• ABOUT THIS TASK
Set down all the entries again, word for word.

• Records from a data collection
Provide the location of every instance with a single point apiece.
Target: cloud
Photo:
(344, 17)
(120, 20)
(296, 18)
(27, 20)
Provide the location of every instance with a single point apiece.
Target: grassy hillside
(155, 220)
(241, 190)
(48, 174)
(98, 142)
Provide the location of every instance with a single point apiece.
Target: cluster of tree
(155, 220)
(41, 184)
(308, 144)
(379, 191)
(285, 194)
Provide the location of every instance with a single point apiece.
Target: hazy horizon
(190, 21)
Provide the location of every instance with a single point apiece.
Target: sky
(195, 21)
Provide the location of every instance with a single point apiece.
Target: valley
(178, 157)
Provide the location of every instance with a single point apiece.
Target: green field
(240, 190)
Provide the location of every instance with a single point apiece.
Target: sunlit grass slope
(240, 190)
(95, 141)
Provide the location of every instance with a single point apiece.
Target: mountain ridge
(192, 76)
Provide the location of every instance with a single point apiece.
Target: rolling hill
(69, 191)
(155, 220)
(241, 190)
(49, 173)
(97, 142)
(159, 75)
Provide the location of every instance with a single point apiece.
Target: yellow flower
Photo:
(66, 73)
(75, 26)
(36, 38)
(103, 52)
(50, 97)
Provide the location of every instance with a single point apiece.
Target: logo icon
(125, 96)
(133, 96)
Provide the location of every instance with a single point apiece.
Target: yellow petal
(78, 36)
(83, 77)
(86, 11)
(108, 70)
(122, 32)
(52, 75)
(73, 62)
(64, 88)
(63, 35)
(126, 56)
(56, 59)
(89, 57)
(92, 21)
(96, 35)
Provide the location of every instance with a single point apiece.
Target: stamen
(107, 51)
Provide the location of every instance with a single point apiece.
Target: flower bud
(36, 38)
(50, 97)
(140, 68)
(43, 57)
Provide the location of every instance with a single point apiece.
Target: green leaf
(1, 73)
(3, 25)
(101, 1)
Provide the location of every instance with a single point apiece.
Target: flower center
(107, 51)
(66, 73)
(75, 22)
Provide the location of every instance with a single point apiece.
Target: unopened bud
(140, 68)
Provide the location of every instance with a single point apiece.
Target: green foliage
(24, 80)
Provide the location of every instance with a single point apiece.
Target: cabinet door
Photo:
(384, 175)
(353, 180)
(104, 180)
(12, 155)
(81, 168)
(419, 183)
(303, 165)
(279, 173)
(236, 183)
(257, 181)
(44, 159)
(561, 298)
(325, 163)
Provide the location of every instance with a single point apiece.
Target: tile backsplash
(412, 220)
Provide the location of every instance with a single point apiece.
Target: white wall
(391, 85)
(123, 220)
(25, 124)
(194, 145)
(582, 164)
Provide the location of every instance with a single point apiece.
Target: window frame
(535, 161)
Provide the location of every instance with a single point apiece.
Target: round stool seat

• RESPONSE TO THIS TASK
Provide the location of every instance with a single point apiece.
Target: cloud
Photo:
(344, 17)
(120, 20)
(296, 18)
(27, 20)
Provide the location of every instance with a single point apiece.
Target: grassy hillside
(155, 220)
(241, 190)
(48, 174)
(98, 142)
Provide the location of every instance with a single point apiece.
Target: cluster of tree
(155, 220)
(41, 184)
(308, 144)
(379, 191)
(285, 194)
Provide the location of every instance with a single point apiece.
Target: hazy horizon
(190, 21)
Provide the location of every instance with a single point apiece.
Target: sky
(195, 21)
Provide the location of every instance with a single point apiece.
Target: valley
(178, 157)
Provide the location of every instance with a single point apiece.
Target: green field
(240, 190)
Provide the location of every instance with a single point apiece.
Target: sunlit grass slope
(240, 190)
(95, 141)
Provide the location of every instance with a single point apiece.
Target: mountain ridge
(192, 76)
Provide the location of every instance with a single point apiece.
Target: rolling hill
(69, 191)
(155, 220)
(241, 190)
(49, 173)
(97, 142)
(159, 75)
Provide the location of every instance with a single point apiece.
Target: yellow flower
Photo:
(66, 73)
(75, 26)
(36, 38)
(103, 52)
(50, 97)
Provide the location of every instance with a single point apiece.
Target: logo icon
(125, 96)
(133, 96)
Provide the location of every instance with a single point apiece.
Target: yellow petal
(78, 36)
(83, 77)
(86, 11)
(108, 70)
(122, 32)
(52, 75)
(73, 62)
(64, 88)
(63, 35)
(126, 56)
(56, 59)
(89, 57)
(92, 21)
(96, 35)
Provide the location of every instance with a single point apiece.
Target: stamen
(107, 51)
Provide the location of every instance with a single point apiece.
Target: flower bud
(36, 38)
(50, 97)
(140, 68)
(43, 57)
Provide the location of every instance with a single point apiece.
Target: green leaf
(1, 73)
(3, 25)
(101, 1)
Provide the location of every instance with a single point apiece.
Target: flower center
(107, 51)
(66, 73)
(75, 22)
Provide the location of every instance with a single point apiece.
Target: unopened bud
(140, 68)
Provide the location of every instance with a single point apiece.
Target: green foliage
(24, 80)
Provide the location of every instance with a single point apiece.
Target: cabinet door
Photo:
(384, 175)
(353, 180)
(104, 180)
(12, 155)
(81, 168)
(419, 183)
(303, 165)
(279, 173)
(236, 183)
(257, 181)
(44, 159)
(561, 298)
(325, 163)
Provide the location of every instance with a single point apiece.
Target: tile backsplash
(412, 220)
Provide the location of every instance with a single point apiece.
Target: white wall
(391, 85)
(123, 220)
(25, 124)
(194, 145)
(582, 164)
Provide the location of every instance with a single point apiece.
Target: window frame
(535, 161)
Provide the location of every instance with a single point apiece.
Target: round stool seat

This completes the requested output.